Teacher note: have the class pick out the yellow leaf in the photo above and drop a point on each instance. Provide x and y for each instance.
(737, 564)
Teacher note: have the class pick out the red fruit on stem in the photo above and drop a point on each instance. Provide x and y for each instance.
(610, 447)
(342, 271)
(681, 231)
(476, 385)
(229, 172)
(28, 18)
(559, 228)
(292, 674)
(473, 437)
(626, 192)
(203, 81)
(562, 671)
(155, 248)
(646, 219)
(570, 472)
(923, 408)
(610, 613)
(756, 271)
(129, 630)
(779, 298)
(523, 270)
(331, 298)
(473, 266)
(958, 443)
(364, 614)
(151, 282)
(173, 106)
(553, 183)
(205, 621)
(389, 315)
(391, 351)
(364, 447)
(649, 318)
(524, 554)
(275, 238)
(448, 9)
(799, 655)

************

- **Wat je moet doen**
Herschrijf alle regels hierboven en vervang daarin "the class" overal door "the students". Laat al het overige ongewijzigd.

- **Uitwerking opdracht**
Teacher note: have the students pick out the yellow leaf in the photo above and drop a point on each instance. Provide x and y for each instance.
(737, 564)
Teacher note: have the students pick out the red fruit on stem in the photo above and drop a point on each instance. Provide x and y for each instance.
(610, 447)
(342, 271)
(681, 231)
(476, 385)
(229, 172)
(28, 18)
(559, 228)
(292, 674)
(473, 437)
(626, 192)
(203, 81)
(562, 671)
(155, 248)
(646, 219)
(570, 472)
(923, 408)
(610, 613)
(756, 271)
(129, 630)
(779, 298)
(523, 270)
(331, 298)
(473, 266)
(958, 443)
(364, 614)
(151, 282)
(173, 106)
(553, 183)
(205, 621)
(389, 315)
(391, 351)
(364, 447)
(649, 318)
(524, 554)
(275, 238)
(448, 9)
(799, 655)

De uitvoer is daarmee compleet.